[Data excerpts]

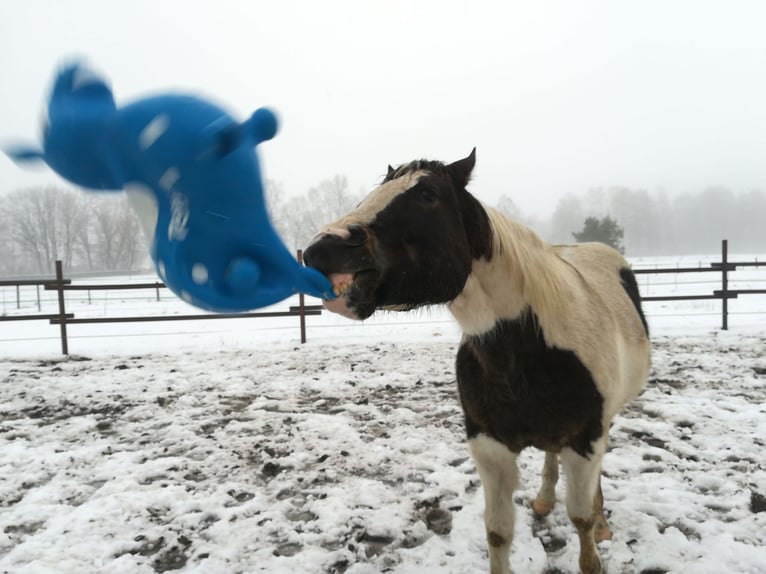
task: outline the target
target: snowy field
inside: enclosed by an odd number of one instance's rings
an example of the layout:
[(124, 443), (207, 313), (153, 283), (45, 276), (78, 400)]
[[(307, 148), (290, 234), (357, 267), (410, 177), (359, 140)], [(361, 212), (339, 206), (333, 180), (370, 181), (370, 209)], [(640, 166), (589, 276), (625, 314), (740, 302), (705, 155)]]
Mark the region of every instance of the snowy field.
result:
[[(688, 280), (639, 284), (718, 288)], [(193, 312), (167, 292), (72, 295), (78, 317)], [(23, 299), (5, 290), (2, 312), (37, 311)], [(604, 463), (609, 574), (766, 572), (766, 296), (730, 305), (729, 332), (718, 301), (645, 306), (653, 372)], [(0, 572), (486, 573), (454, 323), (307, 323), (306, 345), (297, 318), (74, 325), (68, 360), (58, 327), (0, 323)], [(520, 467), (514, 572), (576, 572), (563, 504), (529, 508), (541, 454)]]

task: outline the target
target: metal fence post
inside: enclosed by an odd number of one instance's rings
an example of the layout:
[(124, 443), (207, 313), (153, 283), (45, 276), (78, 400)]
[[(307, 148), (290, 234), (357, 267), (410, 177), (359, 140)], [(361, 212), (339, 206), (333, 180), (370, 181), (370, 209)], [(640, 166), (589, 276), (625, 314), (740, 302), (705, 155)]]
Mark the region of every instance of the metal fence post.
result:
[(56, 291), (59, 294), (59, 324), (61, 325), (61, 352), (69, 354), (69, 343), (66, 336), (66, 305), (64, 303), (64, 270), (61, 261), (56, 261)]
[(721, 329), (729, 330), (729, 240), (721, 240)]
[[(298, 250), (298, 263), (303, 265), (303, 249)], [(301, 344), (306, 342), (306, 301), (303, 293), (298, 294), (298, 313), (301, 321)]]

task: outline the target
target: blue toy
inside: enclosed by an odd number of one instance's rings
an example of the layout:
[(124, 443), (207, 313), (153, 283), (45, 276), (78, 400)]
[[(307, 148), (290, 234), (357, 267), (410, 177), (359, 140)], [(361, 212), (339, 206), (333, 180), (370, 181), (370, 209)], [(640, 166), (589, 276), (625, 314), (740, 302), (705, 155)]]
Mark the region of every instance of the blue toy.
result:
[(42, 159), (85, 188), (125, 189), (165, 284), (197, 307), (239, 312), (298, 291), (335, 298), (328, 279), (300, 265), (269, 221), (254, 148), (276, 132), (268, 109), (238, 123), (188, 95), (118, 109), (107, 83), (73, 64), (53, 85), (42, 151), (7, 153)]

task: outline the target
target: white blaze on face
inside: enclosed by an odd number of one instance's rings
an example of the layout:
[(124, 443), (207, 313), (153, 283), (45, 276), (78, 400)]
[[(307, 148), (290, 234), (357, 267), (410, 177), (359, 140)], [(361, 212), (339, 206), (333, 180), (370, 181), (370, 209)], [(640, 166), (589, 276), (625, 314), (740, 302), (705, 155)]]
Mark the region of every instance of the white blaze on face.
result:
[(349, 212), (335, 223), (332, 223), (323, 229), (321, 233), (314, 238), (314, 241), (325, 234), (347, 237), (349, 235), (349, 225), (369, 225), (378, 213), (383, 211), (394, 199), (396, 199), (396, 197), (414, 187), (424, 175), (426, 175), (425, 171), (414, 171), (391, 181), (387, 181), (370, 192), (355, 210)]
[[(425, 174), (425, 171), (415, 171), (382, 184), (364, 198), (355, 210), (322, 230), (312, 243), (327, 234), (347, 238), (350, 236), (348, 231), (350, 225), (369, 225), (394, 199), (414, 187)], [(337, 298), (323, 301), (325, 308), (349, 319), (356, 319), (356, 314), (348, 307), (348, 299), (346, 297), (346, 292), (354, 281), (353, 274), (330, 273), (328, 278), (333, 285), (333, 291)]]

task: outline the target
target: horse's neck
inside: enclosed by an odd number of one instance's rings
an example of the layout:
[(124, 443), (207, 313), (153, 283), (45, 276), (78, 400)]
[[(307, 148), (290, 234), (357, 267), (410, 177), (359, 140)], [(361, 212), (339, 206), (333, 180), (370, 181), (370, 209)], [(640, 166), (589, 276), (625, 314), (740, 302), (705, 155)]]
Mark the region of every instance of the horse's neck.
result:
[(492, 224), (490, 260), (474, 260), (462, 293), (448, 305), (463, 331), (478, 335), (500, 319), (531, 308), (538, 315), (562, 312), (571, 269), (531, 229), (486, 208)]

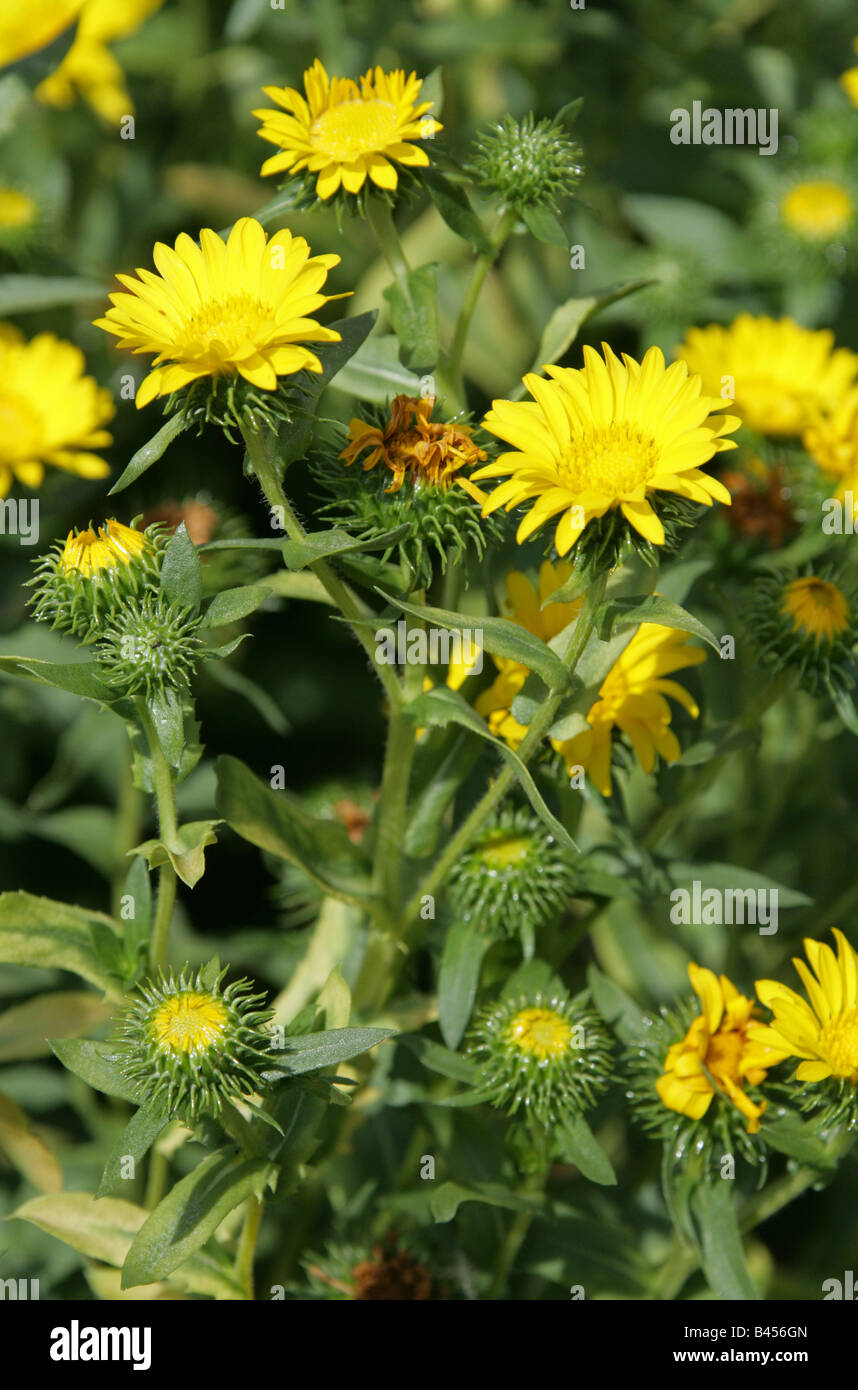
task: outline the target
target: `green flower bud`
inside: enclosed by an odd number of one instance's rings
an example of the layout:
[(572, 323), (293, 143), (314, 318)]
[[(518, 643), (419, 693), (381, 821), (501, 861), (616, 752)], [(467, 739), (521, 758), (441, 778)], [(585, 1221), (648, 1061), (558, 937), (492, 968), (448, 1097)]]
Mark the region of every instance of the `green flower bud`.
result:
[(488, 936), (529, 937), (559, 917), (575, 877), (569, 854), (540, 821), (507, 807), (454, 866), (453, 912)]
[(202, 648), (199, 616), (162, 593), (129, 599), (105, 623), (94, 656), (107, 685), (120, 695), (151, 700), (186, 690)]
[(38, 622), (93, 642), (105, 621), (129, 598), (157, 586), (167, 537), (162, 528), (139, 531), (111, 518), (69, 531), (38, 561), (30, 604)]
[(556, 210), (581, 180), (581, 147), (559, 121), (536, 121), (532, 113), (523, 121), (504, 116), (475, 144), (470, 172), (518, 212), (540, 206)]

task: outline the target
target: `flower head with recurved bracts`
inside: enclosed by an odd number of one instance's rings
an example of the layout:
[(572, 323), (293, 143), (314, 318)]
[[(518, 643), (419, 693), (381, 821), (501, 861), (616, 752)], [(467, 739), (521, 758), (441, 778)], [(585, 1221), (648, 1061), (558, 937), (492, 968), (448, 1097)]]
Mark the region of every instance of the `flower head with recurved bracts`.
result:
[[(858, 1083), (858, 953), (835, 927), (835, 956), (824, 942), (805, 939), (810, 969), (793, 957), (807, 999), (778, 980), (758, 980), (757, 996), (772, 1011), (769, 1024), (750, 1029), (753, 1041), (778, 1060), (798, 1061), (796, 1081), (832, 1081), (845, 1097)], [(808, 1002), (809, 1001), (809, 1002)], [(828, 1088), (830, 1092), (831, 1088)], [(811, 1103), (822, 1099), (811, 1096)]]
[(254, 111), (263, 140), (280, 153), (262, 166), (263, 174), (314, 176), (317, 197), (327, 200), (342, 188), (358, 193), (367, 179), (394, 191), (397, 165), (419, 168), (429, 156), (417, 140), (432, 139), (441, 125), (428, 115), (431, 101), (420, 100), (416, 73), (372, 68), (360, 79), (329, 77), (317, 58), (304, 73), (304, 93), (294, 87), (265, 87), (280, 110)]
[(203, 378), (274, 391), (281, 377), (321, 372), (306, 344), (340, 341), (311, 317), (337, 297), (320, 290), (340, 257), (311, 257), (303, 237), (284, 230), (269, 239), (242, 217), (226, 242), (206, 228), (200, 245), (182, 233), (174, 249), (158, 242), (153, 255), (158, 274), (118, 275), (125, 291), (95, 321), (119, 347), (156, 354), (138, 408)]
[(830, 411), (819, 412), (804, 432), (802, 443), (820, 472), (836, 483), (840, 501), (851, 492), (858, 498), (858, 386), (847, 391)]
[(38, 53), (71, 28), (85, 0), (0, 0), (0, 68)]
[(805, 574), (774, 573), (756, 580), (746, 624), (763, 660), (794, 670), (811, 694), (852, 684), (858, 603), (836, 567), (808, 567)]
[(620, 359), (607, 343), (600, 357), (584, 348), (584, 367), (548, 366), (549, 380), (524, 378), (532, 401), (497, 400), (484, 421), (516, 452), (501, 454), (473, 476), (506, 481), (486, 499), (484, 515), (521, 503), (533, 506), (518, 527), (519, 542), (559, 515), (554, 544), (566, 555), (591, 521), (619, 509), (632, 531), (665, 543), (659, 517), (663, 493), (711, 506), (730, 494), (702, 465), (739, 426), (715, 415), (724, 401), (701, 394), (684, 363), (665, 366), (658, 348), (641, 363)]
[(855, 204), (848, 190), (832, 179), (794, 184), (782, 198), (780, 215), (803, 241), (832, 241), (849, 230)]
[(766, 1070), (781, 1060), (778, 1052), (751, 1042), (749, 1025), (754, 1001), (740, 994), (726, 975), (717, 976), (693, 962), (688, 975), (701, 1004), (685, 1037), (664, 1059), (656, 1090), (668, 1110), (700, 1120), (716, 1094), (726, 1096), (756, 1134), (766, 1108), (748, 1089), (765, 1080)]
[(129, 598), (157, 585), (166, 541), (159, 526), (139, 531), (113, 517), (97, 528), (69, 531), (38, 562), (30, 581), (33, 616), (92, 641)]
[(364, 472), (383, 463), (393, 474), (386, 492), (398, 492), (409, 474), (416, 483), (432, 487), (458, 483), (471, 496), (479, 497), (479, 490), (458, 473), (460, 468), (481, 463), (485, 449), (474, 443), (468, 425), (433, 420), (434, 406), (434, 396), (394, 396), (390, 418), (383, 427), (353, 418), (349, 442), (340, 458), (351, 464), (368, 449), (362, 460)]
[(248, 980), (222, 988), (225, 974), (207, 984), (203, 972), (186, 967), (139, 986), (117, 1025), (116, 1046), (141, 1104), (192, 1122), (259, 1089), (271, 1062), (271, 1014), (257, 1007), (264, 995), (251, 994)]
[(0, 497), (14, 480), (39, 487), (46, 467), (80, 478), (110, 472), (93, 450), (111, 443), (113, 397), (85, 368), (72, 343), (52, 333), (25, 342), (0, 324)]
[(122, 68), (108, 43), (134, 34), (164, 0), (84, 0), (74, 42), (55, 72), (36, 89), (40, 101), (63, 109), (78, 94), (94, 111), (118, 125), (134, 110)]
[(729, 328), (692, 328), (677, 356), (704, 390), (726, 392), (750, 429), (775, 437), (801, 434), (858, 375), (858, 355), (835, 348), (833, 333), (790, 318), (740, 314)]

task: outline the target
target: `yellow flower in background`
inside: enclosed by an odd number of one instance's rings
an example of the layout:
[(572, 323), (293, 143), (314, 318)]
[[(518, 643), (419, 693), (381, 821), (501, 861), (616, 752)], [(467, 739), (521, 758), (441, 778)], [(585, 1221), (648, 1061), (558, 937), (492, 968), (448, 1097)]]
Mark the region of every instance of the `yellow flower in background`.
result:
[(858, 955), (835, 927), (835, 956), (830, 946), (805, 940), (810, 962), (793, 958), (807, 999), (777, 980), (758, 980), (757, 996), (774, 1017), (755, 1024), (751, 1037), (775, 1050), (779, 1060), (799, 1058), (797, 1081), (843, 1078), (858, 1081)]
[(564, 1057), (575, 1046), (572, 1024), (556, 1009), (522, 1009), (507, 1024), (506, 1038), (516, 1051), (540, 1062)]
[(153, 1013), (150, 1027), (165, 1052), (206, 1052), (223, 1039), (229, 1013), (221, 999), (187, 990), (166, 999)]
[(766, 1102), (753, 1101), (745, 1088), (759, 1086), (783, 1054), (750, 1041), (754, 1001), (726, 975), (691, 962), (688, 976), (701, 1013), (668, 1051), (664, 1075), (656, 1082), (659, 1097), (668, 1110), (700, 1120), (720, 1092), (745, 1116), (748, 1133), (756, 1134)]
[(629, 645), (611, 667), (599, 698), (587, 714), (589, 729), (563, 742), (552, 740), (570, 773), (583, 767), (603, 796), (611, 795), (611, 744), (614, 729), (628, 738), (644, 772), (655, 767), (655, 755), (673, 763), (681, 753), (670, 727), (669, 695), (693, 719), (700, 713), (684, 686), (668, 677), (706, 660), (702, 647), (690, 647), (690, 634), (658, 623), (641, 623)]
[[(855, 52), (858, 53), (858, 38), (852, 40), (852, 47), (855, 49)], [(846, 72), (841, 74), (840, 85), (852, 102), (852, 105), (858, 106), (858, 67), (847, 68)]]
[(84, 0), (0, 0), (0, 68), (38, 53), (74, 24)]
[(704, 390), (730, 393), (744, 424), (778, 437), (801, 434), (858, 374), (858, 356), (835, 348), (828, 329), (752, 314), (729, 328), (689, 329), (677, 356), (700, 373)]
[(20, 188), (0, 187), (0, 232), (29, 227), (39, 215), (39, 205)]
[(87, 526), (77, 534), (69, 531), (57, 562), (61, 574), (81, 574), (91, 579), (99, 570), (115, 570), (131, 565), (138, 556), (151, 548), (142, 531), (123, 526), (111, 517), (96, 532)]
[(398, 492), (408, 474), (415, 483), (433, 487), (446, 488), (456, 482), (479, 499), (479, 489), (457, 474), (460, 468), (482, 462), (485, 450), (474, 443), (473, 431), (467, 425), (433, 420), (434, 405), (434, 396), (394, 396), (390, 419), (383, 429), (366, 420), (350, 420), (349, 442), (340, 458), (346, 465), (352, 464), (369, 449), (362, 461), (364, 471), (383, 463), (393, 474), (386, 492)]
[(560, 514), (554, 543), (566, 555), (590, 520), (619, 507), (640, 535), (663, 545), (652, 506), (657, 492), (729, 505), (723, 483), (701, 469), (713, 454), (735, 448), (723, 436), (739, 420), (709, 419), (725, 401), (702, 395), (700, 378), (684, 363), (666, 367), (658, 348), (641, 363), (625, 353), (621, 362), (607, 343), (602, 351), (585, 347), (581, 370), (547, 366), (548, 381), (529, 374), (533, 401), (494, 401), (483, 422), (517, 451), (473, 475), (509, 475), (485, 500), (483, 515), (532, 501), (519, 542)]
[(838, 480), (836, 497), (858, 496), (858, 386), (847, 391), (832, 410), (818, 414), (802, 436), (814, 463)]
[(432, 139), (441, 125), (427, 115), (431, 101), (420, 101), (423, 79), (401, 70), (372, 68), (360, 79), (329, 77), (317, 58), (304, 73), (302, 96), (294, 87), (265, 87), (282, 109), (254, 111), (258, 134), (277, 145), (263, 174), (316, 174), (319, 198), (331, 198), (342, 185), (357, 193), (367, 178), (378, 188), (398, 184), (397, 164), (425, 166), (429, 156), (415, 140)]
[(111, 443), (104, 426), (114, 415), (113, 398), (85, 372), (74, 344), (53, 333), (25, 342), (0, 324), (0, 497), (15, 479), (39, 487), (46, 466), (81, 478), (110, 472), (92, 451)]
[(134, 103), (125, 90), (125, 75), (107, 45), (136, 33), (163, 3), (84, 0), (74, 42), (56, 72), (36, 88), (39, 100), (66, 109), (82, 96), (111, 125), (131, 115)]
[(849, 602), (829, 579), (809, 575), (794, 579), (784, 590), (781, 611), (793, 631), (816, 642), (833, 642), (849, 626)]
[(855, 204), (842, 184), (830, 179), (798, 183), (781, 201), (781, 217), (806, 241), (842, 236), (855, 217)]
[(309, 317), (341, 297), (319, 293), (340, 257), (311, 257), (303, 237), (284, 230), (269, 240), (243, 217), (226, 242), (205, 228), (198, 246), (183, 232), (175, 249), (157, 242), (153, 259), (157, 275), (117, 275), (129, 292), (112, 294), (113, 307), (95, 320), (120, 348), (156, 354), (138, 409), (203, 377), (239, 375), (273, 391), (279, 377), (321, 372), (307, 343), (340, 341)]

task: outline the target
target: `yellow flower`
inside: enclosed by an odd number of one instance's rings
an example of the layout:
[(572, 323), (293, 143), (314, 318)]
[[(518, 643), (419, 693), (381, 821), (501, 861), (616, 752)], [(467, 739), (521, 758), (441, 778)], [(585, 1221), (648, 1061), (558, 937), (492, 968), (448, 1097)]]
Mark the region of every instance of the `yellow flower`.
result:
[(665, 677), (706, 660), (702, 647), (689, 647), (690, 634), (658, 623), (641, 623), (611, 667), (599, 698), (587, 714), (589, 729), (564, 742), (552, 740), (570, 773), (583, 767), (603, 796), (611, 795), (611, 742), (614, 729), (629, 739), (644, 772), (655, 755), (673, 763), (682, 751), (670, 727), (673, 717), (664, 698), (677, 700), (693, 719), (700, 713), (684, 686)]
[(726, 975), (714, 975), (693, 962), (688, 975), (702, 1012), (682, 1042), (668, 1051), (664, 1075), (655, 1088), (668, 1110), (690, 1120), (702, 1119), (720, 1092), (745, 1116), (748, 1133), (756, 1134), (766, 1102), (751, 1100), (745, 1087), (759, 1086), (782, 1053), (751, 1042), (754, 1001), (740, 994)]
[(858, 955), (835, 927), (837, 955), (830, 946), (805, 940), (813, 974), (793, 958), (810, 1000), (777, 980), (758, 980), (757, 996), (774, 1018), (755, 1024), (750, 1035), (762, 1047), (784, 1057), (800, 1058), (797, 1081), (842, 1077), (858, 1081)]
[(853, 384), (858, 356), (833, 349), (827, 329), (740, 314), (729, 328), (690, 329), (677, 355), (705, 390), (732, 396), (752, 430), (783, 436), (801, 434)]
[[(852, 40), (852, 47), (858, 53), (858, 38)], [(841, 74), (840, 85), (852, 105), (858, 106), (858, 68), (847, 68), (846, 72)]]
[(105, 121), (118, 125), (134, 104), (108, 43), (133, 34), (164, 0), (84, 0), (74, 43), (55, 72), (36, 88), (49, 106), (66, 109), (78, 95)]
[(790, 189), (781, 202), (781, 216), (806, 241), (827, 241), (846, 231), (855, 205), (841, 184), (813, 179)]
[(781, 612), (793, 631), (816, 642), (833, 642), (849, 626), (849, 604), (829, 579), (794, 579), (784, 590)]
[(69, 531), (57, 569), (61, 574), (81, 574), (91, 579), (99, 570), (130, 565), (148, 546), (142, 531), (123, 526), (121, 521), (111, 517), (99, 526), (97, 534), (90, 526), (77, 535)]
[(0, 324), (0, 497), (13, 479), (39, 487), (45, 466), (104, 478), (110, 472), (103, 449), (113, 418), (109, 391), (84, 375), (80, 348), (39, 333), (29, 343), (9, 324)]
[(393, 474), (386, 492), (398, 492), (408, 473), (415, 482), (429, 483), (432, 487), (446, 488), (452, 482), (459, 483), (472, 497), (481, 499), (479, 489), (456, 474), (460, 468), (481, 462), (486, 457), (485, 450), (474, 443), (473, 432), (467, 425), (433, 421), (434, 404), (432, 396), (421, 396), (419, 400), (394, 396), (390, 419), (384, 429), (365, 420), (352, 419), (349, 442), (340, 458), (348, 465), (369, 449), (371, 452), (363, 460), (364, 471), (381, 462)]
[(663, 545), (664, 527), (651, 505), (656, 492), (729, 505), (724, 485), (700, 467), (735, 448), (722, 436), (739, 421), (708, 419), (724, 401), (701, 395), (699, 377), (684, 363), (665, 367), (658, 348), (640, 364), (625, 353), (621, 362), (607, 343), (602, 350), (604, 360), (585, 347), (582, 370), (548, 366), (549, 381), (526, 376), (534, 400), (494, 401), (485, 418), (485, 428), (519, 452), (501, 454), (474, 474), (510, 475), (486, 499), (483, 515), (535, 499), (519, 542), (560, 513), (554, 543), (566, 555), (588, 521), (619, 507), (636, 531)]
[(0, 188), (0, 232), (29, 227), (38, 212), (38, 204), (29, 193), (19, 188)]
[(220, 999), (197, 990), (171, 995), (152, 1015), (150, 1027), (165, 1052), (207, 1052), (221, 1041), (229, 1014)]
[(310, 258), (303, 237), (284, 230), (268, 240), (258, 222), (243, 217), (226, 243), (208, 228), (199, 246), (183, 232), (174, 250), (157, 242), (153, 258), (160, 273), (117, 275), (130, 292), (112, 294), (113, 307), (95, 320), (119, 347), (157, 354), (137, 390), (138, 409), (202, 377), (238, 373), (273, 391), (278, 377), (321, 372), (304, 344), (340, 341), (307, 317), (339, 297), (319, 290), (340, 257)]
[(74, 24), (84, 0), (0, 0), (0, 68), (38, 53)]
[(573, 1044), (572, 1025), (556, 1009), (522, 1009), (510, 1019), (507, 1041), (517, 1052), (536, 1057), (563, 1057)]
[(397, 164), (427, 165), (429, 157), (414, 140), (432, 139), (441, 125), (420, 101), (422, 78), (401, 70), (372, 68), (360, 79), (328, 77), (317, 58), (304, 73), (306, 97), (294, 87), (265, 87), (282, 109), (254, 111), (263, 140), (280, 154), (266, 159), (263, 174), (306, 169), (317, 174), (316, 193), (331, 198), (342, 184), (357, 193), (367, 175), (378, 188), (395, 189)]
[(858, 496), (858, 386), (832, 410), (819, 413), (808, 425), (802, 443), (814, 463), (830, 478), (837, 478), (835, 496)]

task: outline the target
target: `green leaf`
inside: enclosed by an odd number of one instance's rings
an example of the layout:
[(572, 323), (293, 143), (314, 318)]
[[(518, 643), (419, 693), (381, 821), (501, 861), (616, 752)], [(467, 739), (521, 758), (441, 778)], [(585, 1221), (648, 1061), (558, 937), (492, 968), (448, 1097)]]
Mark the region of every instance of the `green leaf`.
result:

▸ Task details:
Look through the entries above and count each line holding "neck"; report the count alone.

▸ Response to the task:
2